▶ Instructions to follow
Answer these questions using the article on the factory closure below.
1. Who represented the factory in court?
2. On what date did the Punjab Pollution Control Board withdraw its consent for the factory to operate?
3. How much canal water per day does the board's letter say the factory has not shown permission to use?

▶ Article
During the resumed hearing of the case, the counsel for the factory, advocate Puneet Bali, sought from the AAP-led Punjab government written orders on the closure, but no reply was given by state advocate general Vinod Ghai.

Talking to ThePrint Tuesday, Bali said: “I informed the court that the chief minister had announced (the closure) through a video message and also tweeted his decision (to close the factory) but there are still no written orders. When I raised the issue, the advocate general kept quiet.”

Following a six-month public protest outside the factory over allegations that the plant was causing soil, water and air pollution in nearby areas, Mann had announced in January that the factory would be shut down with immediate effect.

Hundreds of protesters outside the factory, under the aegis of the Zira Sanjha Morcha, are refusing to end their agitation until they see the written orders on closure.

The advocate general instead told the high court Tuesday that on 3 February, the Punjab Pollution Control Board had withdrawn its consent given to the factory to operate.

Withdrawal of consent was on the ground that the factory had not adequately complied with the conditions laid down by the Water (Prevention and Control of Pollution) Act, 1974.

The board’s letter to the factory — which has been accessed by ThePrint — states that the unit was last given consent to operate in November 2021, which was valid till 31 December, 2022.

The factory had then sought fresh consent to continue operations but was denied, the letter adds.

According to the letter, the management of the factory had not submitted “substantial material to show” that they were complying with the conditions laid down in the consent letter given earlier to the factory to operate.

Listing the deficiencies, the Punjab Pollution Control Board’s letter states that the factory has not shown that it has “permission to utilise 1,000 kilo litres per day of canal water”, it has also not given details of the “operation of the effluent treatment plant”, nor has the factory given any details of the “utilisation of 2.5 per cent of the total project cost for enterprise social commitment”.

The letter further states that the factory has not given any record of the “occupational health surveillance of the workers” or about the development of a green belt.

▶ Material provided
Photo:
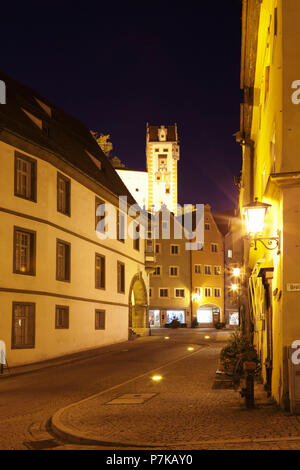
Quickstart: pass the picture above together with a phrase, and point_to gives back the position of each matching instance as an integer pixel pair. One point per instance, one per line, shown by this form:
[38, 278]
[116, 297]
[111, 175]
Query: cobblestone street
[182, 411]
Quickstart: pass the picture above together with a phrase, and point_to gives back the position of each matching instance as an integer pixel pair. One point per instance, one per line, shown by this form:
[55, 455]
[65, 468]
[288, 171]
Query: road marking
[59, 427]
[131, 399]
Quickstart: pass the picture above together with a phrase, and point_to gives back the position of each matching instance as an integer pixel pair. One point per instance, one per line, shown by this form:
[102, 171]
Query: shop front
[158, 318]
[208, 316]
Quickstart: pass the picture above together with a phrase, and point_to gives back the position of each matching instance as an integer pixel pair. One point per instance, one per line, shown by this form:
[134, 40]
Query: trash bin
[294, 381]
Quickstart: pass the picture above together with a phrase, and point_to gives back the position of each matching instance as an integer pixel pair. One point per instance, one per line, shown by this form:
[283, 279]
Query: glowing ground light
[156, 378]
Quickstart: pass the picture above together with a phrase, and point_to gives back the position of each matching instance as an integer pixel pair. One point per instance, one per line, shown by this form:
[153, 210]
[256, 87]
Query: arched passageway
[138, 306]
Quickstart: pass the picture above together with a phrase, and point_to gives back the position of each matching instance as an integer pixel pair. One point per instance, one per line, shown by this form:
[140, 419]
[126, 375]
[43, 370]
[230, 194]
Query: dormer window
[94, 160]
[162, 134]
[45, 107]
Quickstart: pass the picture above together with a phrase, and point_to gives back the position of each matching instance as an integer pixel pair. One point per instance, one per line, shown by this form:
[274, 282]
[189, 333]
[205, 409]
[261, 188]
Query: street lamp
[236, 272]
[255, 213]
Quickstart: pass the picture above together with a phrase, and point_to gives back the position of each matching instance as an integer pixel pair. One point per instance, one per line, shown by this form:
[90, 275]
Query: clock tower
[162, 155]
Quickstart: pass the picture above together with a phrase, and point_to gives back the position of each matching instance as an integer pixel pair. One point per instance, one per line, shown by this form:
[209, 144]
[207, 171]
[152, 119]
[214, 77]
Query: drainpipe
[191, 286]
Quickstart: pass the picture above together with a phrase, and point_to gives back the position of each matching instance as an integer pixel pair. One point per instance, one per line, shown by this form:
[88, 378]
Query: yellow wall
[79, 230]
[276, 136]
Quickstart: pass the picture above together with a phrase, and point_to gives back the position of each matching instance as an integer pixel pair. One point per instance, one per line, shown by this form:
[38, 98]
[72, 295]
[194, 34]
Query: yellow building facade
[207, 272]
[62, 288]
[270, 139]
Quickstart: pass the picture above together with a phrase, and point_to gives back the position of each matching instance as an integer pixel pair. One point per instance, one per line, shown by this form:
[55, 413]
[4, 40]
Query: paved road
[28, 401]
[205, 418]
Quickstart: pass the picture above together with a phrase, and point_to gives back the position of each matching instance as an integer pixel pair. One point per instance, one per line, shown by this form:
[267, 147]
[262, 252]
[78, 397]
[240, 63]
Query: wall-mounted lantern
[255, 213]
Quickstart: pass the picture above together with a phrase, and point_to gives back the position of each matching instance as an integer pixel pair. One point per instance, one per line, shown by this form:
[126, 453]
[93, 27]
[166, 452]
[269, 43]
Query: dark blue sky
[119, 69]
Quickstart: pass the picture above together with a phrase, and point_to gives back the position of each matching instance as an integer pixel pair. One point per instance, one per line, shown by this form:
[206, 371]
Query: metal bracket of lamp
[254, 217]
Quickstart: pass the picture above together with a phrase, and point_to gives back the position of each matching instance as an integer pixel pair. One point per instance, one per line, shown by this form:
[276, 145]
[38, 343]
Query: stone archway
[208, 315]
[138, 306]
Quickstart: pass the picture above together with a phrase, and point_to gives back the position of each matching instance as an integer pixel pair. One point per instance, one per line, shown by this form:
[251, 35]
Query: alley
[181, 411]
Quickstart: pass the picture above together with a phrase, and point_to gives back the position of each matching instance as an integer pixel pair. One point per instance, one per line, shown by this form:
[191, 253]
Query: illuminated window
[163, 292]
[120, 226]
[156, 271]
[24, 251]
[100, 219]
[99, 319]
[217, 270]
[173, 270]
[207, 269]
[63, 261]
[99, 271]
[121, 277]
[217, 292]
[197, 268]
[25, 177]
[179, 293]
[23, 325]
[61, 317]
[63, 194]
[174, 249]
[207, 291]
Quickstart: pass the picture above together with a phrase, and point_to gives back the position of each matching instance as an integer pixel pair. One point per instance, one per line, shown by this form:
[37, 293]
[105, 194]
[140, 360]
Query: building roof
[34, 118]
[171, 133]
[223, 220]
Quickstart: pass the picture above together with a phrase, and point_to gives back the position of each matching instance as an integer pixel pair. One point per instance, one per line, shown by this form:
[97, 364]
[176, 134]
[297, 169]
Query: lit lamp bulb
[236, 272]
[255, 217]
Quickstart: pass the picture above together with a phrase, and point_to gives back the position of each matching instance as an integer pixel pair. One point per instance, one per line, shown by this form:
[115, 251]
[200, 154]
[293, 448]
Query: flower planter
[249, 365]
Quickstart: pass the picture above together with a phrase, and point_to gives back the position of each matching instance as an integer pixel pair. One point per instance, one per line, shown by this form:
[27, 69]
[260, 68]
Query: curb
[72, 435]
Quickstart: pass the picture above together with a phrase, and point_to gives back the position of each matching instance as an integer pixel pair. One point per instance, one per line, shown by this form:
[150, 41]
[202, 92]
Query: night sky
[160, 64]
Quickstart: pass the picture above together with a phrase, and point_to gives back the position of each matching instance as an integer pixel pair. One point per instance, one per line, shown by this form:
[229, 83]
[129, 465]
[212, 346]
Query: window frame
[179, 296]
[216, 245]
[99, 218]
[219, 290]
[200, 270]
[98, 326]
[178, 247]
[160, 270]
[210, 292]
[163, 296]
[68, 271]
[102, 275]
[66, 321]
[32, 234]
[170, 271]
[120, 266]
[30, 345]
[207, 266]
[33, 175]
[67, 181]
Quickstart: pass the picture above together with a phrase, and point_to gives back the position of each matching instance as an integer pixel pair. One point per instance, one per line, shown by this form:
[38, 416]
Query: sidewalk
[66, 359]
[181, 411]
[220, 335]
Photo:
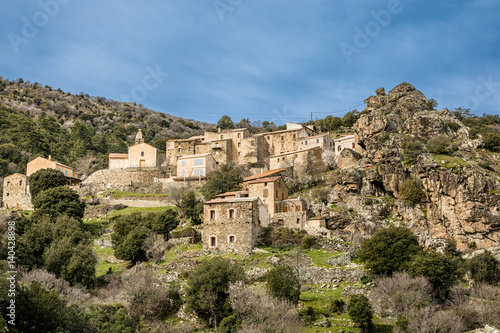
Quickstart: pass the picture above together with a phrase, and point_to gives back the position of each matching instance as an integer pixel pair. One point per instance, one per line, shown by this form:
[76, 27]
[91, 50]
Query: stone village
[231, 220]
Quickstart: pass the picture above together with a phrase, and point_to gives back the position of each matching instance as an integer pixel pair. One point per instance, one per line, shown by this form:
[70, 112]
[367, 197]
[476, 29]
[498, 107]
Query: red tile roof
[265, 180]
[263, 174]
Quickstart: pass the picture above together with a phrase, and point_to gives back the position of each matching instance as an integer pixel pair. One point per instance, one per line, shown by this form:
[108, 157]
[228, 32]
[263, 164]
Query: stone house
[322, 140]
[43, 163]
[195, 166]
[140, 155]
[232, 224]
[294, 158]
[344, 142]
[16, 192]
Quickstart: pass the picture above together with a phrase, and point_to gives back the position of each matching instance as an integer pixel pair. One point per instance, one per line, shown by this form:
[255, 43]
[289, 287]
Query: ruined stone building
[140, 155]
[16, 192]
[44, 163]
[239, 146]
[232, 220]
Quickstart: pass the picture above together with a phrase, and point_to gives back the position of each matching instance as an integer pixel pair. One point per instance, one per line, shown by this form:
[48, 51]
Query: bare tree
[261, 312]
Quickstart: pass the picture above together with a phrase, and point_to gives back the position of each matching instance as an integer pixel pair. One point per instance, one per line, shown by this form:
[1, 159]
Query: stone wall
[15, 192]
[231, 232]
[127, 179]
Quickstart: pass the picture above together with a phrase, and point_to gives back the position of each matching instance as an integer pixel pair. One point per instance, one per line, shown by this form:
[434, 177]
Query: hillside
[37, 120]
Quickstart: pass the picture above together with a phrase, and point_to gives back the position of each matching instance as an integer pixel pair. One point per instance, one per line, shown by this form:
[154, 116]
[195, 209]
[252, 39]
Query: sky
[274, 60]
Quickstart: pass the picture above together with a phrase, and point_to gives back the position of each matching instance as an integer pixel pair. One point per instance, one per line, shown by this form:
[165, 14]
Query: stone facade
[323, 141]
[140, 155]
[344, 142]
[195, 166]
[16, 192]
[232, 225]
[294, 158]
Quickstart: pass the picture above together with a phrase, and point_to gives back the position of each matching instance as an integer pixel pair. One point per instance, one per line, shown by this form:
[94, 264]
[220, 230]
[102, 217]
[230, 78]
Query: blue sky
[275, 60]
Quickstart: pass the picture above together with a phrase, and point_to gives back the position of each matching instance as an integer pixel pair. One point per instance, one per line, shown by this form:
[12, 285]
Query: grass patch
[450, 162]
[122, 194]
[320, 257]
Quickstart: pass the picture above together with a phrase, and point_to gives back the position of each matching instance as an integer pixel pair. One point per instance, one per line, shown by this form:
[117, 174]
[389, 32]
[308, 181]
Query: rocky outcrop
[459, 199]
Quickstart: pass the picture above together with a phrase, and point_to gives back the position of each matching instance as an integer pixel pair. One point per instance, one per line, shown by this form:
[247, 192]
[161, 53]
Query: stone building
[140, 155]
[232, 224]
[195, 166]
[344, 142]
[16, 192]
[294, 158]
[43, 163]
[322, 140]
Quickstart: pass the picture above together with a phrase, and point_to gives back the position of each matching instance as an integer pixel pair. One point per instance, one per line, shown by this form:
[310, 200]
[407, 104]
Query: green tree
[389, 250]
[225, 123]
[484, 268]
[360, 312]
[227, 179]
[58, 201]
[438, 269]
[207, 288]
[192, 207]
[45, 179]
[282, 282]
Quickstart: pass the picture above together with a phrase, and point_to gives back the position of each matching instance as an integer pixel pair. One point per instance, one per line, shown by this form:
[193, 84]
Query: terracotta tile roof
[118, 155]
[231, 193]
[263, 174]
[265, 180]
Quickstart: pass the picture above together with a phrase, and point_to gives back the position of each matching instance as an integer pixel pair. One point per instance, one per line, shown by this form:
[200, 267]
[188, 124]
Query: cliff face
[458, 198]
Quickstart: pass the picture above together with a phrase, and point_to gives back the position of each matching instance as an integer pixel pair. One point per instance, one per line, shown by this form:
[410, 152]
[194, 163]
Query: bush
[282, 282]
[360, 312]
[337, 305]
[389, 250]
[58, 201]
[484, 268]
[411, 191]
[45, 179]
[207, 289]
[439, 145]
[438, 269]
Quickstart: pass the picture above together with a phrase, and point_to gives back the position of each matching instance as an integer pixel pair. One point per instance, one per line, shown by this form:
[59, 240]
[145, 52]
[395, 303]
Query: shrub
[45, 179]
[411, 191]
[438, 269]
[207, 288]
[439, 145]
[484, 268]
[389, 250]
[360, 312]
[282, 282]
[337, 305]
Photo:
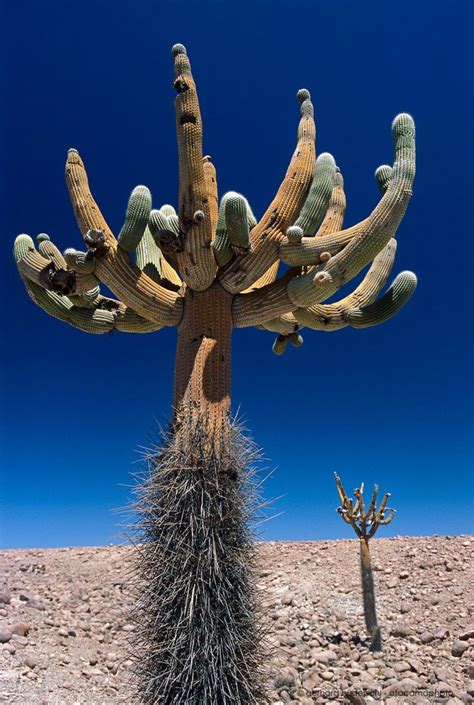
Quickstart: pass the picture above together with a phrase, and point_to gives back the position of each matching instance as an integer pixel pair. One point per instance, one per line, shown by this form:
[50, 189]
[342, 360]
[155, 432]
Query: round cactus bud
[279, 346]
[22, 245]
[294, 234]
[296, 340]
[403, 125]
[167, 210]
[326, 158]
[178, 49]
[321, 278]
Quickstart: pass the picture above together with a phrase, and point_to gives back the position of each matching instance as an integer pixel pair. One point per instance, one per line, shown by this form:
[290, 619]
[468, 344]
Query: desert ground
[65, 627]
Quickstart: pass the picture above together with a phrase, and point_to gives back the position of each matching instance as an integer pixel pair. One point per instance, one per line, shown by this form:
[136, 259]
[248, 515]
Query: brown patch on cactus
[188, 118]
[62, 281]
[180, 86]
[96, 242]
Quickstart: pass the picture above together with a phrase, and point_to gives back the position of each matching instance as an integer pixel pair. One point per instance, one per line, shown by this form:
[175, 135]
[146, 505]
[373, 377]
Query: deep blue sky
[391, 404]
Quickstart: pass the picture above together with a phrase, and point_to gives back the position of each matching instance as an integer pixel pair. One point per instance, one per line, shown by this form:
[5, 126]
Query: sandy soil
[67, 609]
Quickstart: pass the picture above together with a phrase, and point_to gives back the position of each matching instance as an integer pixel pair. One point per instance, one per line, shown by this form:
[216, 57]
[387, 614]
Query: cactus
[365, 524]
[206, 268]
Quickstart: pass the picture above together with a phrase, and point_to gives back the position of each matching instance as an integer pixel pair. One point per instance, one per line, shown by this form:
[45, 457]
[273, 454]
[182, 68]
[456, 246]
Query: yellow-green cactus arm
[210, 178]
[318, 198]
[383, 174]
[101, 317]
[136, 219]
[400, 292]
[113, 267]
[285, 325]
[330, 317]
[196, 261]
[361, 242]
[148, 256]
[259, 266]
[374, 233]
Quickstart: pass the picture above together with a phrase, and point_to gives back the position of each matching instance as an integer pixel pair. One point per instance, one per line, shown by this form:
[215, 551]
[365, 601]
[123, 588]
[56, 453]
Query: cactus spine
[206, 268]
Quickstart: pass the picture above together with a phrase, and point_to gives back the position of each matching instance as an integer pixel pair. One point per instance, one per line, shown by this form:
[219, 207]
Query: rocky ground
[64, 629]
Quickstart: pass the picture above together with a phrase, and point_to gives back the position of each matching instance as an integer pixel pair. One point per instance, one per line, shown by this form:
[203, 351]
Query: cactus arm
[361, 242]
[261, 305]
[260, 264]
[341, 491]
[371, 510]
[330, 317]
[113, 267]
[173, 223]
[220, 243]
[387, 520]
[400, 291]
[95, 318]
[136, 219]
[375, 232]
[334, 217]
[285, 325]
[167, 238]
[148, 256]
[383, 174]
[313, 210]
[317, 200]
[210, 177]
[150, 260]
[168, 210]
[196, 260]
[79, 261]
[236, 218]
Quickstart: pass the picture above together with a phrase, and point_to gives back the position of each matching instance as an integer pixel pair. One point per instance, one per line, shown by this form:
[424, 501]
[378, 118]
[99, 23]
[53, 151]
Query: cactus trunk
[368, 592]
[202, 374]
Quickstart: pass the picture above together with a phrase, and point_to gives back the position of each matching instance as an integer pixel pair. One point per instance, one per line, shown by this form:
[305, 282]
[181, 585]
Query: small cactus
[365, 524]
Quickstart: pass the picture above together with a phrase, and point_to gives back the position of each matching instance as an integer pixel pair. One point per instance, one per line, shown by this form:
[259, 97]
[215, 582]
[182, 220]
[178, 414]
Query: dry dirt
[69, 607]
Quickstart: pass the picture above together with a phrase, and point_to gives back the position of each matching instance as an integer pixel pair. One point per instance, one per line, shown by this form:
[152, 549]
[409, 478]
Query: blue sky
[391, 404]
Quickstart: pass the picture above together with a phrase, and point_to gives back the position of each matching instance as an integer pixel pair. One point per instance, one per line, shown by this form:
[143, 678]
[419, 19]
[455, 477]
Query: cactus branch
[113, 267]
[365, 524]
[374, 233]
[281, 213]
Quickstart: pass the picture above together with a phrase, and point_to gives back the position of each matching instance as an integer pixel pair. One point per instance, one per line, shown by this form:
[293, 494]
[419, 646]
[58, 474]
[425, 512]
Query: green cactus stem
[136, 219]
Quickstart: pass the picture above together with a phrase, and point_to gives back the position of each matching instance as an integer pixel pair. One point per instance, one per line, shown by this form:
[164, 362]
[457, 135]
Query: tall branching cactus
[365, 523]
[208, 268]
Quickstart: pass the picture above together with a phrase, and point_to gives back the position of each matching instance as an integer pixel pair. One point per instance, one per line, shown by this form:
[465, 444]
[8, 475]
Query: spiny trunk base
[199, 639]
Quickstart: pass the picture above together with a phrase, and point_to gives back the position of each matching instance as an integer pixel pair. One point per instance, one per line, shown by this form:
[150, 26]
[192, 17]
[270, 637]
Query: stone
[427, 637]
[467, 633]
[5, 597]
[284, 679]
[324, 656]
[20, 628]
[401, 630]
[5, 635]
[459, 647]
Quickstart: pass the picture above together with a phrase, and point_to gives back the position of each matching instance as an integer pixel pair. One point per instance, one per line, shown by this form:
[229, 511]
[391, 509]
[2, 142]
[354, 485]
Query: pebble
[20, 628]
[5, 597]
[5, 635]
[459, 647]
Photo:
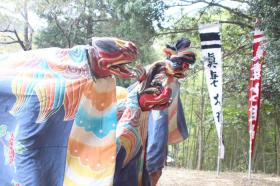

▶ Solution for this exercise
1. Advocate Puneet Bali
2. 3 February
3. 1,000 kilo litres per day